**TASK OBJECTIVE:** Please return the full listing below without altering anything.

══════════

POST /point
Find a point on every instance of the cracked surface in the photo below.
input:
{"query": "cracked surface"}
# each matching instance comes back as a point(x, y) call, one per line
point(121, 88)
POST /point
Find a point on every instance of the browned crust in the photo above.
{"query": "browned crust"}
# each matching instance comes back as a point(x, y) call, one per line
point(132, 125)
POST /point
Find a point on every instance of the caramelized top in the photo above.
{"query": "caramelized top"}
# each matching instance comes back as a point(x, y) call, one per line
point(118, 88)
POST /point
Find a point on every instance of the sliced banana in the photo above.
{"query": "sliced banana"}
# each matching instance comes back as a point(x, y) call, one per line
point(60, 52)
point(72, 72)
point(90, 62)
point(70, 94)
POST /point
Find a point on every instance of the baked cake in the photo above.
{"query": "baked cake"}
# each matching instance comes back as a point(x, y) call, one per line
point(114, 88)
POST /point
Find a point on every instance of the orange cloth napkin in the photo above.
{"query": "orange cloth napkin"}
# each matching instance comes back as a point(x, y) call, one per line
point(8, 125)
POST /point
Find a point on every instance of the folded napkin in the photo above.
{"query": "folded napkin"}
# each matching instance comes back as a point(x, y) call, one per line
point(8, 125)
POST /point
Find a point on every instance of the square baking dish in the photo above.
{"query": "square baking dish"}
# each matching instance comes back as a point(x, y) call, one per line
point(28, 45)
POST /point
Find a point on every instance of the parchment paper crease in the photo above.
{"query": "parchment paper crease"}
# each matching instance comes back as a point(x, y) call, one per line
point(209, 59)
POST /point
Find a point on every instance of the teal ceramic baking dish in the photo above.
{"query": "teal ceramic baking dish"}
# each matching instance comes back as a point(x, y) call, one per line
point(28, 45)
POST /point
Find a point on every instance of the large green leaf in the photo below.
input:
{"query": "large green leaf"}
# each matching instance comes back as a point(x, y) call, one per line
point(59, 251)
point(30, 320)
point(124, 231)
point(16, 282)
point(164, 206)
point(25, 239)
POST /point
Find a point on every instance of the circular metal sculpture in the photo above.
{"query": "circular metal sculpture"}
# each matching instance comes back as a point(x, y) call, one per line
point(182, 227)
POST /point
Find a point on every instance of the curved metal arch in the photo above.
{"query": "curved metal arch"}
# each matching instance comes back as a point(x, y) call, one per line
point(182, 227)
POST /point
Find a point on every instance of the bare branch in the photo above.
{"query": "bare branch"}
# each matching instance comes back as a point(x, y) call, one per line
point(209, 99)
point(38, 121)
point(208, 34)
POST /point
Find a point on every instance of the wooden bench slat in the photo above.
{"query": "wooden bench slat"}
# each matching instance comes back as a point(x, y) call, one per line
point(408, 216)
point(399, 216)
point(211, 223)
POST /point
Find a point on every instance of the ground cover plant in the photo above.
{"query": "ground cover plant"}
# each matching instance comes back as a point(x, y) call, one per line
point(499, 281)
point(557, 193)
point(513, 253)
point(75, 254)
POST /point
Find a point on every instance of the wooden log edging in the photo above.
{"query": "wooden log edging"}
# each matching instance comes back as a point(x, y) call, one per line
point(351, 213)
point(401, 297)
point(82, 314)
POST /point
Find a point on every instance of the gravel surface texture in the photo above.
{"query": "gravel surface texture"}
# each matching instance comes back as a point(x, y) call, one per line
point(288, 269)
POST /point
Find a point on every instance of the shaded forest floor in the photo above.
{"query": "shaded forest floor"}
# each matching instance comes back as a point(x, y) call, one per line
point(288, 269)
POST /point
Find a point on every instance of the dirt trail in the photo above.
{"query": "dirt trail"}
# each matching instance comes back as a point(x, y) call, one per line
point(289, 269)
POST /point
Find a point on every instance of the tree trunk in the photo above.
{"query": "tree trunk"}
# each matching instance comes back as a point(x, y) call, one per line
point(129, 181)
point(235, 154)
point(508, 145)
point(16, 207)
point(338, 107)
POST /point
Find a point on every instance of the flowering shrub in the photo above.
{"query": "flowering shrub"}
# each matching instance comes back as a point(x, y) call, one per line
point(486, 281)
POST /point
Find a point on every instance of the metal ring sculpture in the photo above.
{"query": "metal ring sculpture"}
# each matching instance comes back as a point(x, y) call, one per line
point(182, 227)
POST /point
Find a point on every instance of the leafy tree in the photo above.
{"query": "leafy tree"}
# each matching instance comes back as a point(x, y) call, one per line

══════════

**REPLY:**
POST /point
Find a point on every instance of the cracked surface in the photo below.
input:
{"query": "cracked surface"}
# each matching instance comes back as a point(x, y) call, one per line
point(121, 88)
POST /point
Find a point on every instance of the browned crust in the photo above.
{"query": "browned crust"}
# each matching instance comes back as a point(x, y) call, one per line
point(132, 125)
POST /point
Find a point on every instance of the caramelized top in the photo above.
{"query": "caramelized top"}
# each matching instance comes back as a point(x, y) call, one per line
point(118, 88)
POST /point
Find a point on every instance of the sliced banana in the photo above.
{"query": "sliced banana"}
# each matching instance comes back as a point(x, y) call, one per line
point(60, 52)
point(72, 72)
point(90, 62)
point(70, 94)
POST /point
Find a point on every instance of the baked cake in the photo above.
{"query": "baked cake"}
# each matching instance comes back as a point(x, y) call, one per line
point(114, 88)
POST /point
Find a point on every instance of the orange cloth napkin in the photo above.
{"query": "orange cloth napkin"}
# each matching instance comes back as a point(x, y) call, one per line
point(8, 125)
POST /point
Find a point on every instance of the folded napkin in the photo above.
{"query": "folded napkin"}
# each matching instance comes back as a point(x, y) call, one per line
point(8, 125)
POST /point
Find a point on every instance of the square baking dish in the photo above.
{"query": "square baking dish"}
# each matching instance comes back as a point(x, y) call, one per line
point(28, 45)
POST /point
Find a point on every instance of the parchment paper crease in the photo above.
{"query": "parchment paper crease"}
# each matching instance comes back as a point(x, y) call, one per line
point(209, 59)
POST /point
Find a point on every instance of the teal ceramic baking dish in the photo above.
{"query": "teal ceramic baking dish"}
# each matching instance comes back as a point(x, y) call, one per line
point(28, 45)
POST /point
Find a point on every instance of the large green leaf in the photo below.
input:
{"query": "large green leaf"}
# each matching instance comes back as a point(x, y) call, one per line
point(59, 251)
point(30, 320)
point(124, 231)
point(16, 282)
point(164, 206)
point(25, 239)
POST /point
Find a point on every instance of the circular metal sculpture in the photo above.
{"query": "circular metal sculpture"}
# each matching instance comes back as a point(x, y) call, one per line
point(182, 227)
POST /point
Find a point on every instance of the curved metal arch in the photo above.
{"query": "curved metal arch"}
# each matching instance comes back as a point(x, y) call, one per line
point(182, 227)
POST /point
Find a point on every instance of the bare branch in the photo above.
{"query": "bare branch"}
# each matching instance comes back as a point(x, y) call, one per line
point(209, 99)
point(38, 121)
point(208, 34)
POST /point
Find a point on every instance of the wooden bench slat in the photo above.
{"query": "wooden bench slat"}
# each matching instance comes back as a point(x, y) call, one per line
point(408, 216)
point(399, 216)
point(211, 223)
POST /point
Find a point on every instance of the ground cover plant in the photo above.
{"query": "ground cover plant"}
# each matching instance comes back as a point(x, y) call, one per line
point(499, 281)
point(557, 193)
point(513, 253)
point(75, 254)
POST /point
Find a point on every instance of the wooden log edging in the photo above.
{"query": "wooden log edging"}
# each matching instance comes back as a point(x, y) call, one per line
point(351, 213)
point(401, 297)
point(82, 314)
POST /point
Find a point on every instance of the gravel surface texture in the photo above.
{"query": "gravel surface texture"}
# each matching instance comes back as a point(x, y) call, one per line
point(288, 269)
POST /point
Find a point on every instance of the shaded forest floor in the photo above.
{"query": "shaded forest floor"}
# each matching instance comes back as a point(x, y) call, one per line
point(288, 269)
POST /point
Find a point on every instance of the dirt trail in the photo above.
{"query": "dirt trail"}
# each matching instance comes back as a point(x, y) call, one per line
point(289, 269)
POST /point
Find a point on every instance of the tree trunk in the photo above.
{"query": "tree trunk"}
# each matching instance comes back as a point(x, y) call, one per line
point(129, 181)
point(235, 154)
point(508, 145)
point(16, 207)
point(338, 107)
POST /point
Find a point on every instance of the flowering shrub in the photo above.
{"query": "flowering shrub"}
# each matching instance comes back as a point(x, y) call, one per line
point(486, 281)
POST /point
Find a point on every instance of the metal ring sculpture in the photo above.
{"query": "metal ring sculpture"}
# each matching instance comes back as a point(x, y) call, one per line
point(182, 227)
POST /point
Find a point on every instance of the leafy tree in the photo above.
{"query": "leafy tree"}
# each matching instance comes back as a point(x, y) call, one per line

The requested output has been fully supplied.